▶ STATED TASK
Copy exactly the last part of the entries, starting from the line with "Indicate the green potted" and including the final line.

>> START DATA SUPPLIED

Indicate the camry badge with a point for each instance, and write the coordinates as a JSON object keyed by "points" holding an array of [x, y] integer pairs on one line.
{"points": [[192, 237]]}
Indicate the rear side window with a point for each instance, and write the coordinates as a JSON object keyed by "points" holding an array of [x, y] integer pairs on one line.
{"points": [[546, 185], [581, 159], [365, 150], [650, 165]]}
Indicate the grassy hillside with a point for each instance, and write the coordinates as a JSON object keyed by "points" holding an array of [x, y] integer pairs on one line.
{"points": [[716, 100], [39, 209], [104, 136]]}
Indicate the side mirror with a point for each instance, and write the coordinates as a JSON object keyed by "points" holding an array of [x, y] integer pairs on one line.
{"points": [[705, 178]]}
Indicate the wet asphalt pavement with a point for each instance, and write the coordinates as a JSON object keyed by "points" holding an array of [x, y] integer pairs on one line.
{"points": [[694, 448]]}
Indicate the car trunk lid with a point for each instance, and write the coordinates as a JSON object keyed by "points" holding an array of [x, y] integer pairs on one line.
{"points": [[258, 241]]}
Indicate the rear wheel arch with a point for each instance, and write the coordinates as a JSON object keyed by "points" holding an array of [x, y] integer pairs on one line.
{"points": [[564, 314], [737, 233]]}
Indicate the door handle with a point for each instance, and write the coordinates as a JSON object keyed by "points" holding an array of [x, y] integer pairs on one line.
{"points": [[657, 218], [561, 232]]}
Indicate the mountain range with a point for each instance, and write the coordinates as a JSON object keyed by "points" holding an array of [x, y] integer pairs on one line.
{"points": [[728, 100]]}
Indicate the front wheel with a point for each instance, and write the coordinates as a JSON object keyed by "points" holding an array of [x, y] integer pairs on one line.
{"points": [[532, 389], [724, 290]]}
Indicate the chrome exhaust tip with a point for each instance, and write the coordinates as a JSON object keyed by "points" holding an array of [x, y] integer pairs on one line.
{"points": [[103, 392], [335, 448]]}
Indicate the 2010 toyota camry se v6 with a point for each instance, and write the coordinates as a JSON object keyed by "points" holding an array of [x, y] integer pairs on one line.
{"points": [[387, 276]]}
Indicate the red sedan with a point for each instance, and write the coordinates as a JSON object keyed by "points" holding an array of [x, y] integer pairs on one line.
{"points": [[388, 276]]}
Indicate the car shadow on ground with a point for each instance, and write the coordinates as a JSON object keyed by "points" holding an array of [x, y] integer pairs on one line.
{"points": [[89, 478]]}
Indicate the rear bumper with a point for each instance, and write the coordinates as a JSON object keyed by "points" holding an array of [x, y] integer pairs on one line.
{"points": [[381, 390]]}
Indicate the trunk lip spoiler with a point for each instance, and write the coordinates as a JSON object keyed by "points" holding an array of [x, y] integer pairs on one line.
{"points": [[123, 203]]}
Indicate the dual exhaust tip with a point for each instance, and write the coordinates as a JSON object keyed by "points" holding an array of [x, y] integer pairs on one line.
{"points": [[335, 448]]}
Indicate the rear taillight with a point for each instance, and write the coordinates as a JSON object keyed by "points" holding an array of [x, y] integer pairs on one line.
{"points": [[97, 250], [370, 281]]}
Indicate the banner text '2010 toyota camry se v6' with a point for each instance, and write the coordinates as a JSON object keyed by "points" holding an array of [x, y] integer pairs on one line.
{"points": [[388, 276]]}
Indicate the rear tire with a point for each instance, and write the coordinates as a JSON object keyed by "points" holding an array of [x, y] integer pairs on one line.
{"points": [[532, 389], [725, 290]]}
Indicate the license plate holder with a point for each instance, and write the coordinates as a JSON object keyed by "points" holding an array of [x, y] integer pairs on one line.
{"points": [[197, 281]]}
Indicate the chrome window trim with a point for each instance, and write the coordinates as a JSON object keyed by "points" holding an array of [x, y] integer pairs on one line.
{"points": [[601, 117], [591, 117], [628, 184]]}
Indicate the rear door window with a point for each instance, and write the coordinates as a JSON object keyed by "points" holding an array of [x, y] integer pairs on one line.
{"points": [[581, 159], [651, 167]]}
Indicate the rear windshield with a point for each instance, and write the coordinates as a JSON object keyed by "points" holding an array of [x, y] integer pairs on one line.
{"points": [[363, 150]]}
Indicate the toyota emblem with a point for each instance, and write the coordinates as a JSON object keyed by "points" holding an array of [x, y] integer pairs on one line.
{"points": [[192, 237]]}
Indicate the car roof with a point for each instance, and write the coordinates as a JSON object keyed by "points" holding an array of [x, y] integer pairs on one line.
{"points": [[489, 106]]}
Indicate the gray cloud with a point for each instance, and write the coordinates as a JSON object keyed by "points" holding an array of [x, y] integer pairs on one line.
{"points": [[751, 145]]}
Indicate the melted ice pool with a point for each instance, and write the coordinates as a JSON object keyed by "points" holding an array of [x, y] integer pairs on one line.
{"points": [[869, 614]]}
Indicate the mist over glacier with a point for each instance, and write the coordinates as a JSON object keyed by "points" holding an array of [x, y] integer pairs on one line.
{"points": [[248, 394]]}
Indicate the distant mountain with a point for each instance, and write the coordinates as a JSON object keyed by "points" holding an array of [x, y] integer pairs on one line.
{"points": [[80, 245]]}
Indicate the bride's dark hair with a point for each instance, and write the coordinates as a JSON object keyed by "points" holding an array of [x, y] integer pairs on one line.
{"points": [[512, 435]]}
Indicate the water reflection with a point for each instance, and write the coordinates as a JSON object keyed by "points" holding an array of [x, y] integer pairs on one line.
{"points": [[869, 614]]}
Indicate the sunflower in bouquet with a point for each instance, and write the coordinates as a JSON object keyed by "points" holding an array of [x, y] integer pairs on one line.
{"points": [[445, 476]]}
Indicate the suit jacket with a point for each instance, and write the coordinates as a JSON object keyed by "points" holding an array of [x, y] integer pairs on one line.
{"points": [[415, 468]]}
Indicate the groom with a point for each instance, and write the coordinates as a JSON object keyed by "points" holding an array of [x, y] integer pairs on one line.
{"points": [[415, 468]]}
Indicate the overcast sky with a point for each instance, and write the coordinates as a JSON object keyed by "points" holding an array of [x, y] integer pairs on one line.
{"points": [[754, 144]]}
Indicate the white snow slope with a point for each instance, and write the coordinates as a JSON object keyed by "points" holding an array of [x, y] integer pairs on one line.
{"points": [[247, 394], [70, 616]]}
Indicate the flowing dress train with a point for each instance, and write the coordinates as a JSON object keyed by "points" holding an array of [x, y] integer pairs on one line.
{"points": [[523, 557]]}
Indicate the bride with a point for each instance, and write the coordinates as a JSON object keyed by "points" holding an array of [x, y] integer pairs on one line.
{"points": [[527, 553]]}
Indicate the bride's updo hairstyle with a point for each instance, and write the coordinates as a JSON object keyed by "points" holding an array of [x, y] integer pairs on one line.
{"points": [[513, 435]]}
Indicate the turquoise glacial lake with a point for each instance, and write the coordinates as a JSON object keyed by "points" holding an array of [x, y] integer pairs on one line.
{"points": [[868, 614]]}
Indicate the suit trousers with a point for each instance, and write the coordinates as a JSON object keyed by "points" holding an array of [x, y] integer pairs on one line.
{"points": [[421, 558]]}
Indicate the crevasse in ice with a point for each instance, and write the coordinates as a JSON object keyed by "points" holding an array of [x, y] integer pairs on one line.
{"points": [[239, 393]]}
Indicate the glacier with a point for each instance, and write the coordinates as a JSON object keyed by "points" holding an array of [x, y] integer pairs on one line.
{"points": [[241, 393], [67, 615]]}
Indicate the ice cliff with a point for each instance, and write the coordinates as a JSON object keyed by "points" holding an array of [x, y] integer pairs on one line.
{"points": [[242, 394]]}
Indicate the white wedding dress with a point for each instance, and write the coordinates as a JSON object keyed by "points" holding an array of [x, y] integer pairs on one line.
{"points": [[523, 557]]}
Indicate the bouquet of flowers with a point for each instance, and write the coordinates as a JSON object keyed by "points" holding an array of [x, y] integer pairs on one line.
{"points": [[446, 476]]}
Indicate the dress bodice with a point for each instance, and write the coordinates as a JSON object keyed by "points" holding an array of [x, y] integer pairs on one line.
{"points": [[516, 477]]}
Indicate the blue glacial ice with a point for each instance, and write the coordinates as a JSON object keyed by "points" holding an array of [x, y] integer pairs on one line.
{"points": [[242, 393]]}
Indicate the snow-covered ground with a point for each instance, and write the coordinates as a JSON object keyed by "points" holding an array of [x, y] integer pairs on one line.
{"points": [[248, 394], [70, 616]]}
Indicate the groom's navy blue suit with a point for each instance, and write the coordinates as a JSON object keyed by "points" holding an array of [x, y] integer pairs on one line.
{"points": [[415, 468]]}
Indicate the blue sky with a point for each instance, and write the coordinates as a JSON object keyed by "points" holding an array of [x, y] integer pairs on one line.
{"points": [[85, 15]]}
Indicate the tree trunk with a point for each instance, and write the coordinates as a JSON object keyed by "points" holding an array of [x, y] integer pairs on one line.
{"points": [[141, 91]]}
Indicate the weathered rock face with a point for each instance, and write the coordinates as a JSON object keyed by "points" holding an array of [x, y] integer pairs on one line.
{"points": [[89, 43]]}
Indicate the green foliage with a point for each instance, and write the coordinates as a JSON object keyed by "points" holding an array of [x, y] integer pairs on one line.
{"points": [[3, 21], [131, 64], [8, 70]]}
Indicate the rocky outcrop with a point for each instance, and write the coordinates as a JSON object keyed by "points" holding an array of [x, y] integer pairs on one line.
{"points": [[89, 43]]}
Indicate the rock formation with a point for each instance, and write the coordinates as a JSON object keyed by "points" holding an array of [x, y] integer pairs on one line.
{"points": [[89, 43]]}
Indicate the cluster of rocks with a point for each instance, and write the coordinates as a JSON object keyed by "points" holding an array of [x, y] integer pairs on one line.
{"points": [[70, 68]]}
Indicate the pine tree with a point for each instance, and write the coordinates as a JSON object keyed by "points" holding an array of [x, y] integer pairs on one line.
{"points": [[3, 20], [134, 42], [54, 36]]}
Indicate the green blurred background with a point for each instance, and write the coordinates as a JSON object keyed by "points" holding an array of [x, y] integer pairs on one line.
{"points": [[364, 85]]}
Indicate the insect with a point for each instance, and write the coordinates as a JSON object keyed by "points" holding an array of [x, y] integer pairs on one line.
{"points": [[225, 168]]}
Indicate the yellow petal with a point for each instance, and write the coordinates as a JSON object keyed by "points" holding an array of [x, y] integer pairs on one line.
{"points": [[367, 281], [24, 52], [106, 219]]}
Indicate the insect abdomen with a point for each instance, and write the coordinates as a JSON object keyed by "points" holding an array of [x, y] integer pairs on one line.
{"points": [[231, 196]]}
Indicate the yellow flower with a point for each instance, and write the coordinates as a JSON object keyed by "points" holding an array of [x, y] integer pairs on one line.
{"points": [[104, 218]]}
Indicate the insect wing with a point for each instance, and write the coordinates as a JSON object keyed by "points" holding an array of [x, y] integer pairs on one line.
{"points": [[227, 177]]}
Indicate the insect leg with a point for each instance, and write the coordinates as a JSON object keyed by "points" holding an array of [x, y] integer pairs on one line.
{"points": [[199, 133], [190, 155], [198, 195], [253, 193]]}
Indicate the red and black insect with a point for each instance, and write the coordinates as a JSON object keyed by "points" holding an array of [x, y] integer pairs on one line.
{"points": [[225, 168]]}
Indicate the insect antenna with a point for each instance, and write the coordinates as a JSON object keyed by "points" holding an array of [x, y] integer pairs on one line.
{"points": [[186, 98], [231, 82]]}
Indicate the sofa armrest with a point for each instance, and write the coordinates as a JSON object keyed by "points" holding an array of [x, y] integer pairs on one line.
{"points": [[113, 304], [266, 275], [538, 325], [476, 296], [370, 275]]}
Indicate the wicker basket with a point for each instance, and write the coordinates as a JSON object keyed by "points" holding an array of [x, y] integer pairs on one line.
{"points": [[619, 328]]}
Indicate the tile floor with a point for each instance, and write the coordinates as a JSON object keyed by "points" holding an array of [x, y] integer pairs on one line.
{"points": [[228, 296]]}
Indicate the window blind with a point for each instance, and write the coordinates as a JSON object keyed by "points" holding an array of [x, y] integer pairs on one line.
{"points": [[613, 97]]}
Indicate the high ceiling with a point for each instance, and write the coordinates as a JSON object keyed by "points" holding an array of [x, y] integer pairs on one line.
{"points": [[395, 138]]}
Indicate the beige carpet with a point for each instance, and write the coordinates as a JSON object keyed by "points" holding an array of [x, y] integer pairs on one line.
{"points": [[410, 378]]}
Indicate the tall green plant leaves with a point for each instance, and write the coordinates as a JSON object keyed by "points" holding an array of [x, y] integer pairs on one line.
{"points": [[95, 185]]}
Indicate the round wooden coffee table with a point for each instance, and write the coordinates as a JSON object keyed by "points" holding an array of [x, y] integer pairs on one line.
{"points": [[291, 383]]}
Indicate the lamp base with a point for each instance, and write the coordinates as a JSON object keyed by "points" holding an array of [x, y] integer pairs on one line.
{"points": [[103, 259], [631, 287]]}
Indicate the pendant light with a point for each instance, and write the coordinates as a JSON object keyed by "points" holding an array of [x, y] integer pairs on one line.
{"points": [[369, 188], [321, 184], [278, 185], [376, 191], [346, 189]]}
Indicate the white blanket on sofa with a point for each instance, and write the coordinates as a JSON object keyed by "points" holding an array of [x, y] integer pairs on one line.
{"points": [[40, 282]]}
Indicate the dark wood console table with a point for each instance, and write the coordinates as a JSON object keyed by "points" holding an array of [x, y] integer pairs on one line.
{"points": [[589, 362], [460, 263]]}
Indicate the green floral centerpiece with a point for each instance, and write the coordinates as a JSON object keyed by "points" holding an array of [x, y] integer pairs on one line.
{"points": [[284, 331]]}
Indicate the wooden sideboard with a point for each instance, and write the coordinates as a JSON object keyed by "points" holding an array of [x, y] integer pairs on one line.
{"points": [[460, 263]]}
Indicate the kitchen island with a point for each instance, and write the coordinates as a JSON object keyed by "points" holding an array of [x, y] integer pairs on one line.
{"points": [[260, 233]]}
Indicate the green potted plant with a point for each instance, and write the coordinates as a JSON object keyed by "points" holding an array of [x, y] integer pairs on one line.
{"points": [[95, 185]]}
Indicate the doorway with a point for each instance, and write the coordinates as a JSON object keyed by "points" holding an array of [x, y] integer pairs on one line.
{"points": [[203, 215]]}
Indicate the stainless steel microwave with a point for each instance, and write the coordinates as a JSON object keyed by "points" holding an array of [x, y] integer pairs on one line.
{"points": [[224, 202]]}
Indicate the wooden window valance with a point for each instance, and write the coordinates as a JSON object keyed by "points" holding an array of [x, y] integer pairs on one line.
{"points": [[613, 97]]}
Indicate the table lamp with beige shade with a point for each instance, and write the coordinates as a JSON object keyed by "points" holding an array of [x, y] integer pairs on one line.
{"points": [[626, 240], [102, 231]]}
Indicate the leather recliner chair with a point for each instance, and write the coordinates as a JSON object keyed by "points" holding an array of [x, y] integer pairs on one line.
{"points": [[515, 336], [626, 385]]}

>> END DATA SUPPLIED

▶ REPLY
Indicate the green potted plant with a point for each instance, and write the coordinates as a JSON object keyed by "points" holding an array of [x, y] integer pairs on one line.
{"points": [[95, 185]]}
Indicate the doorway with a point for each instance, and write the coordinates as a JSON object keyed by "points" holding an array of [x, y] integer pairs on one line.
{"points": [[203, 215]]}
Indicate the stainless steel microwave with a point for each instance, and write the coordinates as a JSON object keyed by "points" holding an array of [x, y] integer pairs on one line.
{"points": [[224, 202]]}
Indicate the wooden window valance with a point for each instance, and write the coordinates as a JSON object keyed by "points" holding an array of [x, y] integer pairs on one line.
{"points": [[613, 97]]}
Indicate the table lamp with beige shade with a point for each instance, and write the coordinates as a JSON object keyed by "points" holding an array of [x, y] integer pairs on one line.
{"points": [[626, 240], [102, 231]]}
Indicate the leather recliner chair with a point for each instance, and write the coordinates as a JSON object keyed by "points" holding an array of [x, y] integer pairs on one line.
{"points": [[515, 336], [626, 385]]}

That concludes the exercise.